[Dataset entries]
┄┄┄┄┄┄┄┄┄┄┄┄┄┄┄┄┄┄┄┄

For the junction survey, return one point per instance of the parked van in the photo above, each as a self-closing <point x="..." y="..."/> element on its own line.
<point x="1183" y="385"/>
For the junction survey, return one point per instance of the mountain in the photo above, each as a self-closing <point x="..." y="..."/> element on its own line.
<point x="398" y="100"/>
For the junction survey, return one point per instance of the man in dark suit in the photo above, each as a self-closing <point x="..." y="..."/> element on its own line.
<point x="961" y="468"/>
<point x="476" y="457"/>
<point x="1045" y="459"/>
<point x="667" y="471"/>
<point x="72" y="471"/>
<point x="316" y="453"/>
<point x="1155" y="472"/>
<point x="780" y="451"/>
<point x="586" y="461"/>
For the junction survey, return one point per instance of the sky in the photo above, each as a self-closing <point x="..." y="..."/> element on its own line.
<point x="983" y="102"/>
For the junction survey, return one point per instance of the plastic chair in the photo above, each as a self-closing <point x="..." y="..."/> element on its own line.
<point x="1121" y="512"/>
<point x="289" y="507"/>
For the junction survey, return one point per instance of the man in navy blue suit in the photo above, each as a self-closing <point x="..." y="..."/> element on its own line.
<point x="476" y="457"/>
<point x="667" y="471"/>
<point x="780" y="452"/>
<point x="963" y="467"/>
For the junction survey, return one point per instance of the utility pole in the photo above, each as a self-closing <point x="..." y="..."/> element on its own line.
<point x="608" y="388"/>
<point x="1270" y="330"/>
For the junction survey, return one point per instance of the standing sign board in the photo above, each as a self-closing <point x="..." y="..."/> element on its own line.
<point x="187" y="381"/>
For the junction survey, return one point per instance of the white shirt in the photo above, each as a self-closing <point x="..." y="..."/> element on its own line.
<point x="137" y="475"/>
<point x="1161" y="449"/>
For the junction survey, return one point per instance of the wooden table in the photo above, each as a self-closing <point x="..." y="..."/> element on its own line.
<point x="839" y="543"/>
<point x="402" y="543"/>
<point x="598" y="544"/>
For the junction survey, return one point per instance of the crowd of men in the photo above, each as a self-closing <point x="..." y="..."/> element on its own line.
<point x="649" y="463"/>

┄┄┄┄┄┄┄┄┄┄┄┄┄┄┄┄┄┄┄┄

## Problem to solve
Give back the entries above precisely as they appear.

## Exercise result
For the junction survey, return one point per instance of the parked van in the photo above, each as a self-closing <point x="..." y="..."/> element on its own line.
<point x="1183" y="385"/>
For the junction survey, return one point per instance of the mountain in the photo above, each as a self-closing <point x="..." y="..."/> element on its own line.
<point x="398" y="100"/>
For the junction survey, return one point per instance of the man in dark suit in the photo above, each as a self-closing <point x="..." y="..."/> element on its own line.
<point x="961" y="468"/>
<point x="476" y="457"/>
<point x="1045" y="459"/>
<point x="667" y="471"/>
<point x="72" y="471"/>
<point x="316" y="453"/>
<point x="1155" y="472"/>
<point x="780" y="451"/>
<point x="586" y="461"/>
For the junction survey, return one point per instance of the sky in the photo above, each as a self-closing <point x="..." y="..."/> element on its own line.
<point x="983" y="102"/>
For the junction survey, return one point per instance of the plastic chair in the photo above, each as a self-closing <point x="..." y="..."/> element on its own line.
<point x="1121" y="512"/>
<point x="289" y="507"/>
For the junction survey, return one point per instance of the man in navy blue suit in the photo above, each as a self-closing <point x="..." y="..."/> element on its own line.
<point x="476" y="457"/>
<point x="667" y="471"/>
<point x="780" y="452"/>
<point x="963" y="467"/>
For the junction survey, return one point per instance of the utility pole in the photo above, each as a self-closing <point x="..." y="..."/> element on its own line.
<point x="608" y="388"/>
<point x="1270" y="330"/>
For the junction survey, return one point per instance of the standing sign board in the photo above, each as a self-closing <point x="..." y="..."/> element on its own line.
<point x="187" y="381"/>
For the junction survey, return one point per instance of the white shirt in the photo above, each as a self-closing <point x="..." y="..."/> element on its own line.
<point x="137" y="475"/>
<point x="1161" y="449"/>
For the junction survey, return one point per instance of the wooden table in the photo above, each as a self-closing <point x="..." y="..."/> element on its own line.
<point x="839" y="543"/>
<point x="402" y="543"/>
<point x="598" y="544"/>
For the junction survey, return one point per instance of the crowd of men in the photo above, each as a self-closing <point x="..." y="..."/> element on its own line.
<point x="649" y="463"/>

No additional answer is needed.